• **Source document**
The Power of Nostalgia
One of the most memorable scenes of The Sandlot ('93), if only for the humor of it, is the bit where the rival group rides in on their bikes to the sound of Green Onions and the leader of the opposing gang has a mouthing-off competition with Porter AKA 'Ham.' Names fly back and forth such as 'crap face' and 'fart-sniffer' cutting through the air with Ham's final blow "You play ball like a girl;" a moment that shatters the dispute with a long period of degrading silence. It's a juvenile moment that's played entirely for laughs and it's important to remember that it's memorable because it's juvenile.
Porter is also one of the best child-characters in any movie
One can't help but feel wrapped up in the idea of nostalgia; an inevitable looking glass to the past that will always feel far away and yet warmly familiar and reminiscent of the very essence as to what makes us feel connected with our childhood; a world that seemed much more simplistic and innocent through the eyes of a child. There's a reason 90s kids who grew up with The Sandlot continue to revisit and reminisce on what is essentially a silly occurrence of kids getting into trouble, trying to consistently spend their summer vacation playing baseball; it's purely built on nostalgia. We who grew up with it will always get "that feeling" when we hear names like Squints, Wendy Peffercorn or even 'The Great Bambino.' Scenes have created catchy phrases, even as simple as exaggerating the word 'For-ev-er' and there's something in our hearts that makes us feel all warm and fuzzy inside when we hear it (truly precious stuff). But what it boils down to is that out of context (if you didn't grow up with it) The Sandlot is not by any means a great movie. It works as a memorable kids movie that still feels special when watching as an adult because it allows adults to feel like they grew up with these kids and watching them now almost feels like watching a home video; a moment frozen in time when life felt simpler. And it is the power of these juvenile children who ride bikes and get into trouble that feels so relatable because that's an astronomical part of what childhood felt like. It's the very notion that makes E.T. and the whole decade of the 80s feel REALLY special and why we resonate so much with the era no matter what age we are.

• **Working data**

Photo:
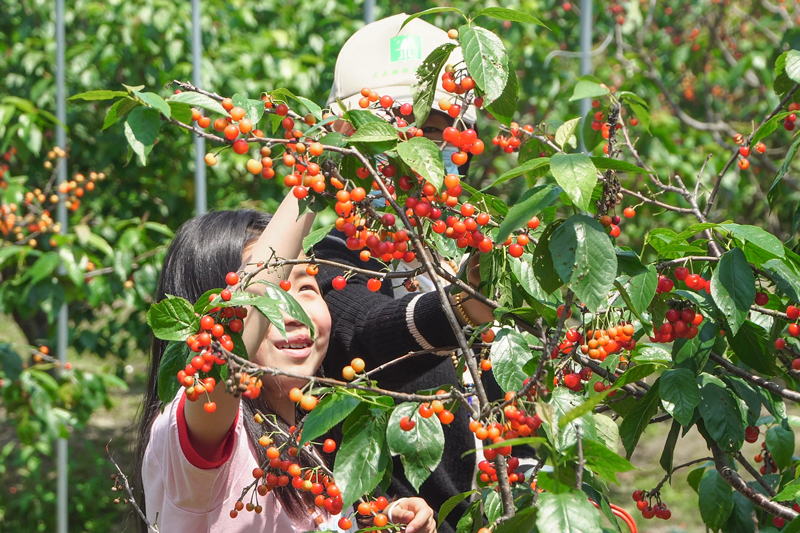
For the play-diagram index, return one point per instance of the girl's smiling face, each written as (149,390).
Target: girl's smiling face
(298,352)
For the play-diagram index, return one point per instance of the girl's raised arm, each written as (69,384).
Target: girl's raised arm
(283,238)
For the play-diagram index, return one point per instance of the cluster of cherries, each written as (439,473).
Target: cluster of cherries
(228,320)
(38,203)
(788,122)
(644,504)
(792,312)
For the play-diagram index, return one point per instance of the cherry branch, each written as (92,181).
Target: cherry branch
(244,365)
(755,380)
(126,486)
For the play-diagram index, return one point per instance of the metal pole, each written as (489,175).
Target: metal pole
(586,58)
(369,11)
(61,216)
(200,199)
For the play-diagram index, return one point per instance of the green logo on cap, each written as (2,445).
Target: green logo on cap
(405,47)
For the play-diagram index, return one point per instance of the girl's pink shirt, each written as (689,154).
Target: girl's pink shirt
(193,493)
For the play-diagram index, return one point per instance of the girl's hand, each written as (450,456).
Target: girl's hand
(416,513)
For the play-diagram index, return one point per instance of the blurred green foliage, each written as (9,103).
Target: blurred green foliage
(720,78)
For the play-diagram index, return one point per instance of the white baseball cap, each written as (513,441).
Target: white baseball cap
(385,58)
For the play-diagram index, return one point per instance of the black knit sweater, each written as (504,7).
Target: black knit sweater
(379,328)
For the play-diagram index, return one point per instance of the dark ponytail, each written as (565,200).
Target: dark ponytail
(203,251)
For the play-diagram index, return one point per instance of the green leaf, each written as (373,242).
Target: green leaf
(509,354)
(181,112)
(332,409)
(543,266)
(588,89)
(524,168)
(421,448)
(755,236)
(531,203)
(254,109)
(768,127)
(172,361)
(577,175)
(780,442)
(603,163)
(119,109)
(505,107)
(680,395)
(603,461)
(173,319)
(733,288)
(486,59)
(513,15)
(524,520)
(716,499)
(638,419)
(141,130)
(565,134)
(721,413)
(155,101)
(198,100)
(451,504)
(363,456)
(97,95)
(790,492)
(374,132)
(316,236)
(431,11)
(568,512)
(774,190)
(786,276)
(751,345)
(585,259)
(424,158)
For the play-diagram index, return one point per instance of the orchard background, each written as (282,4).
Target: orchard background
(706,71)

• **Actions to take**
1. Reproduce the whole essay on The Sandlot and nostalgia word for word.
2. How many lines of the entries contain the word "ponytail"? Reply with the number only.

• **Written answers**
1.
The Power of Nostalgia
One of the most memorable scenes of The Sandlot ('93), if only for the humor of it, is the bit where the rival group rides in on their bikes to the sound of Green Onions and the leader of the opposing gang has a mouthing-off competition with Porter AKA 'Ham.' Names fly back and forth such as 'crap face' and 'fart-sniffer' cutting through the air with Ham's final blow "You play ball like a girl;" a moment that shatters the dispute with a long period of degrading silence. It's a juvenile moment that's played entirely for laughs and it's important to remember that it's memorable because it's juvenile.
Porter is also one of the best child-characters in any movie
One can't help but feel wrapped up in the idea of nostalgia; an inevitable looking glass to the past that will always feel far away and yet warmly familiar and reminiscent of the very essence as to what makes us feel connected with our childhood; a world that seemed much more simplistic and innocent through the eyes of a child. There's a reason 90s kids who grew up with The Sandlot continue to revisit and reminisce on what is essentially a silly occurrence of kids getting into trouble, trying to consistently spend their summer vacation playing baseball; it's purely built on nostalgia. We who grew up with it will always get "that feeling" when we hear names like Squints, Wendy Peffercorn or even 'The Great Bambino.' Scenes have created catchy phrases, even as simple as exaggerating the word 'For-ev-er' and there's something in our hearts that makes us feel all warm and fuzzy inside when we hear it (truly precious stuff). But what it boils down to is that out of context (if you didn't grow up with it) The Sandlot is not by any means a great movie. It works as a memorable kids movie that still feels special when watching as an adult because it allows adults to feel like they grew up with these kids and watching them now almost feels like watching a home video; a moment frozen in time when life felt simpler. And it is the power of these juvenile children who ride bikes and get into trouble that feels so relatable because that's an astronomical part of what childhood felt like. It's the very notion that makes E.T. and the whole decade of the 80s feel REALLY special and why we resonate so much with the era no matter what age we are.

2. 2